──────── EXTRACT
Stephanie Rimmer, a lobbyist for the food and beverage industry, calls the study’s findings “preliminary” and not a good basis for legislation.
Rimmer said some schools in the study may have seen a jump in revenue simply because they increased their snack offerings for students.
Horne said the study was an “apples to apples” comparison. Nine more schools will take part in another similar study, which will begin in the fall.
A principal whose school took part in the study called it a positive experience.
Monte Vista Elementary School in east Phoenix averaged about $500 to $1,000 a month in snack-bar sales before the study. The 900-student school substituted granola and peanuts for candy bars and offered water instead of sugary sports drinks.
Principal Kathi Frankel said the school made $500 more in snack sales over the course of the study. She, like other school officials whose schools participated in the study, plan to continue offering healthy snacks.
Not all schools saw increases.
Stanfield Elementary School,which is west of Casa Grande, saw a dip in sales as did Catalina Magnet High School in Tucson. State Department of Education officials said that was because both schools had fewer vending machines available to students during the study. Stanfield shut vending machines off during mealtimes.
────────────────
§ **QUESTIONS TO ANSWER**:
- 1) Do these statements agree with the article on the school snack study? Answer yes or no for each, quoting the deciding words.
(a) Monte Vista Elementary School replaced candy bars with granola and peanuts.
(b) Every school in the study saw higher snack sales.
(c) Catalina Magnet High School is in Phoenix.
- 2) What does the article on the school snack study say about each of these?
(a) How many more schools will take part in the next similar study?
(b) How many students attend Monte Vista Elementary School?
(c) How much more did Monte Vista make in snack sales over the course of the study?
- 3) Quote the article on the school snack study word for word, from "Principal Kathi Frankel" to "off during mealtimes.".
──────── DATA FOR REVIEW
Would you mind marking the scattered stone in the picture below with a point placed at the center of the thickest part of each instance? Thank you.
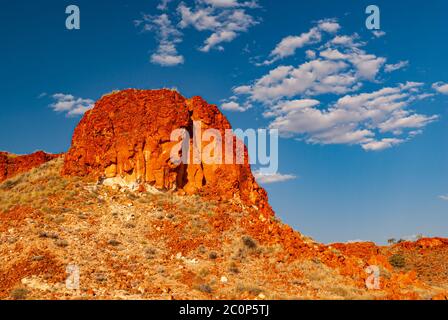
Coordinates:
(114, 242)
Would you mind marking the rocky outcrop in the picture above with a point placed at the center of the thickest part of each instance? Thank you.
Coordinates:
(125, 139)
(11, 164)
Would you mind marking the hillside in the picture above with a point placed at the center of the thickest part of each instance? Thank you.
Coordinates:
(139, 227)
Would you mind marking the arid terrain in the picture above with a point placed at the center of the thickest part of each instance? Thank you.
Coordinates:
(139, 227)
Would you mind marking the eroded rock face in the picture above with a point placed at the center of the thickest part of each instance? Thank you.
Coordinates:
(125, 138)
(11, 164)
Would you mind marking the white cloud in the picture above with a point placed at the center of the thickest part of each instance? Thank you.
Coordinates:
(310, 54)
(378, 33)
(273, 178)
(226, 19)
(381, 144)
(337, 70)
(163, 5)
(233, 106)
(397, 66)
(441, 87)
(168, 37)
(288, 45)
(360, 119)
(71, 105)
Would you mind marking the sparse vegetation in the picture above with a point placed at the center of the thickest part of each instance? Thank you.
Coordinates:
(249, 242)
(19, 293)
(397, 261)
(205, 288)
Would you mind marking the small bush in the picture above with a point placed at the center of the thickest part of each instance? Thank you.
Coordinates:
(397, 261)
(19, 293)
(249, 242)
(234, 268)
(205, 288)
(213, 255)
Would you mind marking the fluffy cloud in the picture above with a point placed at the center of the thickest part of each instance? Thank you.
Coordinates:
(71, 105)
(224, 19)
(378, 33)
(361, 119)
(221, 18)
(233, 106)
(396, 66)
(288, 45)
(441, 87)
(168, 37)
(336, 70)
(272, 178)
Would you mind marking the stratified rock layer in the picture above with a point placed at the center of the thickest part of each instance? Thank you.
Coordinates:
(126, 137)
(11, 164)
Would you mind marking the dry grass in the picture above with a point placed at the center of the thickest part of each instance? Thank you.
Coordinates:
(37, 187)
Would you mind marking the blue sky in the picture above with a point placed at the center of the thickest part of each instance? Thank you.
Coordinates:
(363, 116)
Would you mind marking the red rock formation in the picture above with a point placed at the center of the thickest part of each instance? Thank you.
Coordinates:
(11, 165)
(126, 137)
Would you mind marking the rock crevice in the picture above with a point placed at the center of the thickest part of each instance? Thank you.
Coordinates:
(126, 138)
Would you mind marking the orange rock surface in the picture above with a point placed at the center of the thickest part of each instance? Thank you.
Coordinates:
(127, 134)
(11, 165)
────────────────
──────── DATA FOR REVIEW
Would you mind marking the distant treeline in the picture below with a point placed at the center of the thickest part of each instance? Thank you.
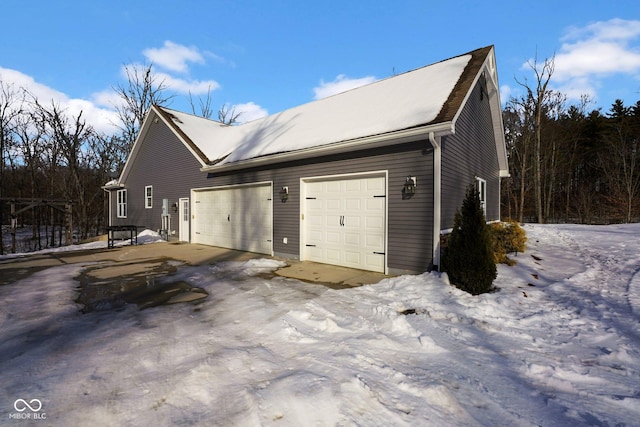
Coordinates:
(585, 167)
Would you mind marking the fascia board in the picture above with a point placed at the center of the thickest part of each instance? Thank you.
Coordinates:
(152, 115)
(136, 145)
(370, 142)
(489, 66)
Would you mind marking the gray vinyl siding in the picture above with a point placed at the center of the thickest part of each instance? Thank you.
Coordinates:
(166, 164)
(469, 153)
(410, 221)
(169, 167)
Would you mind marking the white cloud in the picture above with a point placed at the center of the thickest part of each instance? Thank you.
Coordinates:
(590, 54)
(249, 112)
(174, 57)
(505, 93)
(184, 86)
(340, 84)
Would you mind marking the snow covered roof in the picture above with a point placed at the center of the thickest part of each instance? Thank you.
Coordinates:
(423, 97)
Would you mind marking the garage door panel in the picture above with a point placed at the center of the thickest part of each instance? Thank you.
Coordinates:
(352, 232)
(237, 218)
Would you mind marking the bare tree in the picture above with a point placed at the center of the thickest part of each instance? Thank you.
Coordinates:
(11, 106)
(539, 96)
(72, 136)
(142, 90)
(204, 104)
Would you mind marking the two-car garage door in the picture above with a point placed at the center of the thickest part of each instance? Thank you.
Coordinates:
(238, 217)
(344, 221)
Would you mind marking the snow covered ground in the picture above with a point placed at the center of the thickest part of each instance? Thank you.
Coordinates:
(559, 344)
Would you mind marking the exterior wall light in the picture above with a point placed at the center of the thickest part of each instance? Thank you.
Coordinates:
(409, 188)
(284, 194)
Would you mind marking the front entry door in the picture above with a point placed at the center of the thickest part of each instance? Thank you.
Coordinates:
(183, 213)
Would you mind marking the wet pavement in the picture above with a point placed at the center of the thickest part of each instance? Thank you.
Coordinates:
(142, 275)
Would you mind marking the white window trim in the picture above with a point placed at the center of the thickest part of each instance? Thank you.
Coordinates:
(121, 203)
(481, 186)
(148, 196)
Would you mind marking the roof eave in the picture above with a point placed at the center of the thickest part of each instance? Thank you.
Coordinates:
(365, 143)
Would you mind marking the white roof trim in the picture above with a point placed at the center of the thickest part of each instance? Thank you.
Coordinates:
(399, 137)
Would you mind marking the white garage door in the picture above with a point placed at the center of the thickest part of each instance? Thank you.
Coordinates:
────────────────
──────── DATA FOR REVIEW
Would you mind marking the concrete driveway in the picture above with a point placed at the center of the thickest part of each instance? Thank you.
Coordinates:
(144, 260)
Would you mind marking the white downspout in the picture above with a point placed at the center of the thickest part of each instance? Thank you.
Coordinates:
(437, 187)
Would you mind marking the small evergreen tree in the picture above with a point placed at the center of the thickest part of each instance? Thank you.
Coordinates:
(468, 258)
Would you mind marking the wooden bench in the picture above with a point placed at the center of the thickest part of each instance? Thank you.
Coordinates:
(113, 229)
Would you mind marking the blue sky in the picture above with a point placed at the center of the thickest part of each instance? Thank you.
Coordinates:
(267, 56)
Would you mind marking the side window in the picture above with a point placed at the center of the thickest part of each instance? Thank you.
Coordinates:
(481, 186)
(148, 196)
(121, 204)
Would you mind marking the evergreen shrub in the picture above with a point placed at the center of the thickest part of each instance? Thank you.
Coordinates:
────────────────
§ **WRITTEN ANSWERS**:
- 1)
(a) Yes: "substituted granola and peanuts for candy bars"
(b) No: "Not all schools saw increases."
(c) No: "Catalina Magnet High School in Tucson"

- 2)
(a) Nine
(b) 900
(c) $500

- 3)
Principal Kathi Frankel said the school made $500 more in snack sales over the course of the study. She, like other school officials whose schools participated in the study, plan to continue offering healthy snacks.
Not all schools saw increases.
Stanfield Elementary School,which is west of Casa Grande, saw a dip in sales as did Catalina Magnet High School in Tucson. State Department of Education officials said that was because both schools had fewer vending machines available to students during the study. Stanfield shut vending machines off during mealtimes.